### CONSIGNA A
Copia íntegramente el texto sobre el envío masivo de currículos, sin alterar nada.

Como en el caso del casting, las probabilidades de estos candidatos son cero patatero. Si juegas a la lotería, al menos tienes una probabilidad; infinitesimal, sí, pero mayor que cero. Presentar tu candidatura a una posición para la que simplemente no das el perfil es perder tu tiempo y hacérselo perder al reclutador (quizás pienses que el reclutador a ti te la pela… y creo que no es un buen primer paso). No vas a conseguir una entrevista, ni mucho menos el trabajo.
¿Y por qué la gente lo sigue haciendo, echando CV a diestro y siniestro, a ver si «suena la flauta»? Supongo que comparte un punto de irracionalidad con los juegos de azar, «sé que tengo muy pocas probabilidades (en realidad ninguna) pero bueno, por probar… a alguien cogerán… el no ya lo tengo… al fin y al cabo en el fondo están pidiendo una persona humana, y yo soy una persona humana». Y como las consecuencias negativas son inexistentes (nadie te va a meter en una lista negra de «candidatos irrelevantes») y el esfuerzo de mandar CV es limitado (copiar / pegar) pues oye, sigamos. Los spammers actúan de forma similar.
Y claro, también es una forma de apaciguar la conciencia. «Por supuesto que estoy buscando trabajo, ¿no ves la cantidad de CV que he echado?». Sostienes la ficción de que estás participando en varios procesos de selección («a ver si me llaman») cuando la realidad es que podrías haber tirado esos CV a una papelera y el resultado sería el mismo. Te descargas de responsabilidad («yo ya he hecho mi parte, ahora no depende de mí»), y te armas de razones para clamar contra la injusticia del mundo («no entiendo cómo no me llaman ni para una entrevista, con la de CV que he echado, mierda de sociedad»).

### FILAS DE TRABAJO
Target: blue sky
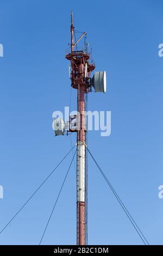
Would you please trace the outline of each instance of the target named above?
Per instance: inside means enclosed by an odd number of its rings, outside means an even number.
[[[90,131],[89,149],[149,243],[162,245],[162,8],[161,0],[1,0],[1,229],[71,148],[69,137],[54,136],[52,115],[70,102],[65,53],[72,9],[96,70],[107,72],[107,93],[90,94],[89,109],[111,111],[111,135]],[[39,243],[71,158],[0,235],[1,245]],[[90,159],[89,170],[89,244],[142,244]],[[76,196],[72,166],[42,244],[76,244]]]

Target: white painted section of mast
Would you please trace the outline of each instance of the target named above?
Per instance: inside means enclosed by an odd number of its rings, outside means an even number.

### CONSIGNA B
Presenta como tabla Markdown, con las columnas N.º y Línea, las líneas de las filas que van desde la que contiene "Target: white painted section of mast" hasta el final de las filas, ambas incluidas. Omite las líneas en blanco.

### RESPUESTA A
Como en el caso del casting, las probabilidades de estos candidatos son cero patatero. Si juegas a la lotería, al menos tienes una probabilidad; infinitesimal, sí, pero mayor que cero. Presentar tu candidatura a una posición para la que simplemente no das el perfil es perder tu tiempo y hacérselo perder al reclutador (quizás pienses que el reclutador a ti te la pela… y creo que no es un buen primer paso). No vas a conseguir una entrevista, ni mucho menos el trabajo.
¿Y por qué la gente lo sigue haciendo, echando CV a diestro y siniestro, a ver si «suena la flauta»? Supongo que comparte un punto de irracionalidad con los juegos de azar, «sé que tengo muy pocas probabilidades (en realidad ninguna) pero bueno, por probar… a alguien cogerán… el no ya lo tengo… al fin y al cabo en el fondo están pidiendo una persona humana, y yo soy una persona humana». Y como las consecuencias negativas son inexistentes (nadie te va a meter en una lista negra de «candidatos irrelevantes») y el esfuerzo de mandar CV es limitado (copiar / pegar) pues oye, sigamos. Los spammers actúan de forma similar.
Y claro, también es una forma de apaciguar la conciencia. «Por supuesto que estoy buscando trabajo, ¿no ves la cantidad de CV que he echado?». Sostienes la ficción de que estás participando en varios procesos de selección («a ver si me llaman») cuando la realidad es que podrías haber tirado esos CV a una papelera y el resultado sería el mismo. Te descargas de responsabilidad («yo ya he hecho mi parte, ahora no depende de mí»), y te armas de razones para clamar contra la injusticia del mundo («no entiendo cómo no me llaman ni para una entrevista, con la de CV que he echado, mierda de sociedad»).

### RESPUESTA B
| N.º | Línea |
|---|---|
| 1 | Target: white painted section of mast |
| 2 | Would you please trace the outline of each instance of the target named above? |
| 3 | Per instance: inside means enclosed by an odd number of its rings, outside means an even number. |